Where does the word "brown" occur in the entries below? Copy every line that has it.
━━ DATA EXCERPTS
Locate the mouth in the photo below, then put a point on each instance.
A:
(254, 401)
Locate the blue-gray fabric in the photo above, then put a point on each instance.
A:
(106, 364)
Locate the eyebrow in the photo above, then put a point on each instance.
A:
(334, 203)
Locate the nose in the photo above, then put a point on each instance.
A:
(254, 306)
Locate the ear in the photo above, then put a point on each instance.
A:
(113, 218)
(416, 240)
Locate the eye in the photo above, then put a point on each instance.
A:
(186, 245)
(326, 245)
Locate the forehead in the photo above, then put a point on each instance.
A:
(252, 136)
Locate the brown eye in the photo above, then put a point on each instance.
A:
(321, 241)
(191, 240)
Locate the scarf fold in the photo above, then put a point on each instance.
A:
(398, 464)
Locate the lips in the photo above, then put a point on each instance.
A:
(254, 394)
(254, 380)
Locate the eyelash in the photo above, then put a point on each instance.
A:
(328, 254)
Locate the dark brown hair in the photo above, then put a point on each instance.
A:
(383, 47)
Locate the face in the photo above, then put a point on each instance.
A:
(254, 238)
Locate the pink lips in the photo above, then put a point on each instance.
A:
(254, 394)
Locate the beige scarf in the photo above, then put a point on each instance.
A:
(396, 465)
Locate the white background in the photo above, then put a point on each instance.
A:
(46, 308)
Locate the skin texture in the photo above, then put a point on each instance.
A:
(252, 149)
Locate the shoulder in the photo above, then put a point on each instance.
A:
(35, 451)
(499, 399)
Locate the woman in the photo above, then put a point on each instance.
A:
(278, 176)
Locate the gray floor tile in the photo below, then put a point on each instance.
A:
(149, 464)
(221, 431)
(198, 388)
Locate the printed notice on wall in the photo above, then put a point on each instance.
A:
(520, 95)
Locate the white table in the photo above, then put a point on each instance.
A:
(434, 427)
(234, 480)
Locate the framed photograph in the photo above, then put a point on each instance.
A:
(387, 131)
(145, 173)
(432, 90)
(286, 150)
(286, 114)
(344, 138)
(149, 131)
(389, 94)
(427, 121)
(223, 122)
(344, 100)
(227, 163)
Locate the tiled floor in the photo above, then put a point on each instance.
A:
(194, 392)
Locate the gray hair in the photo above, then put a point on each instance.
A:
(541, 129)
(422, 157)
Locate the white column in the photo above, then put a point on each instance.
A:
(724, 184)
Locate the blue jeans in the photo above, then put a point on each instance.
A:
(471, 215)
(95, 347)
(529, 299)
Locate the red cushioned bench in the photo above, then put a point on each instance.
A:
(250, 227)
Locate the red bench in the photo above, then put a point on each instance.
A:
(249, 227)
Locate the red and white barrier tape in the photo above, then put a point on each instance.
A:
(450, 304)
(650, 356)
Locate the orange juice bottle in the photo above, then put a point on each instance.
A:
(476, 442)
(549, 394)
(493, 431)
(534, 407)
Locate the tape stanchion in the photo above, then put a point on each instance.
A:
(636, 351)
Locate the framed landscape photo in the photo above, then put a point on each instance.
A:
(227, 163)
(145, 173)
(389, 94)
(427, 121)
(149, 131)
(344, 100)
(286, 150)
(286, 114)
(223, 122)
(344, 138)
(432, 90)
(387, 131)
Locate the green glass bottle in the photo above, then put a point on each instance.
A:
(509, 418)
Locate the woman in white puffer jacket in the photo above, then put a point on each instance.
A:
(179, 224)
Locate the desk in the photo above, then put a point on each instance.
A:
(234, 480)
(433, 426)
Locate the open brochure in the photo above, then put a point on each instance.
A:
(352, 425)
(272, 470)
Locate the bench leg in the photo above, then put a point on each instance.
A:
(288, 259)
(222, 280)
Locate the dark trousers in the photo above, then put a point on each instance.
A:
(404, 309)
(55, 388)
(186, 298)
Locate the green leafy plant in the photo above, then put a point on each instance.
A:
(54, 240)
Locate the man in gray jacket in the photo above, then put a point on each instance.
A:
━━━━
» **YOUR RESPONSE**
Locate the brown eye in the photo above, then put a point on each instance.
Locate the dark brown hair in the photo above, then put a point on each instance.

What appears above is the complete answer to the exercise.